+++ Text shown

Entitled Anna, the production will be directed by Alessio Cremonini (On My Skin), who is also co-writing the screenplay with actress Olivia Magnani, grand-daughter of the late actress and daughter of her only son Luca Magnani.
The feature will focus on Magnani in a pivotal period of her life between the late 1950s and early 1960s, when the actress’s son was coming of age and she was embracing a new role as a mother in Pier Paolo Pasolini‘s 1962 drama Mamma Roma.
Filming for Anna is scheduled to begin in 2025, with casting in the early stages for the role of Magnani and the many other famous figures from Italy‘s film and artistic circles who crossed the actress’s path.
Having first achieved fame in Roberto Rossellini’s neo-realist 1945 classic Rome, Open City, Magnani rose to become one of Italy’s most important post-WWII actresses, also working with the director on L’Amore: The Human Voice and The Miracle and Volcano. Further career highlights in the early 1950s included Luchino Visconti’s Bellissima and Jean Renoir’s The Golden Coach.
Magnani also spent time in Hollywood, winning an Oscar for her performance in The Rose Tattoo (1955), based on the play by Tennessee Wiliams; appearing opposite Anthony Quinn in George Cukor’s Wild Is The Wind (1957), for which she was also Oscar-nominated, and also co-starring in The Fugitive Kind (1960) with Marlon Brando.
Back in Italy, Magnani embarked on a new chapter in her career with her role as a prostitute determined to give her son a better life in Pier Paolo Pasolini’s Mamma Roma (1962).

++++++

### Stated exercise
Reproduce the part of the text about the film Anna starting at "Entitled Anna, the" and ending at "son Luca Magnani.", swapping "screenplay" for "script".

+++ Dataset excerpt

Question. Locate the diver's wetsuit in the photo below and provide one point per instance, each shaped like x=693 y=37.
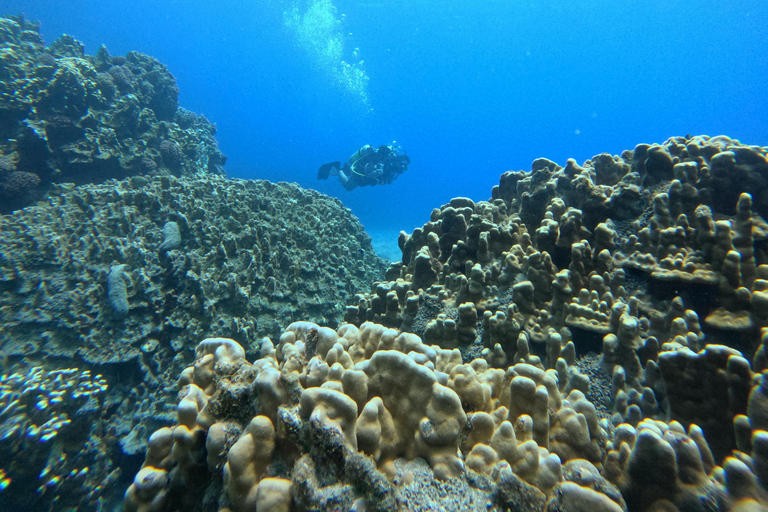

++++++

### Correct result
Entitled Anna, the production will be directed by Alessio Cremonini (On My Skin), who is also co-writing the script with actress Olivia Magnani, grand-daughter of the late actress and daughter of her only son Luca Magnani.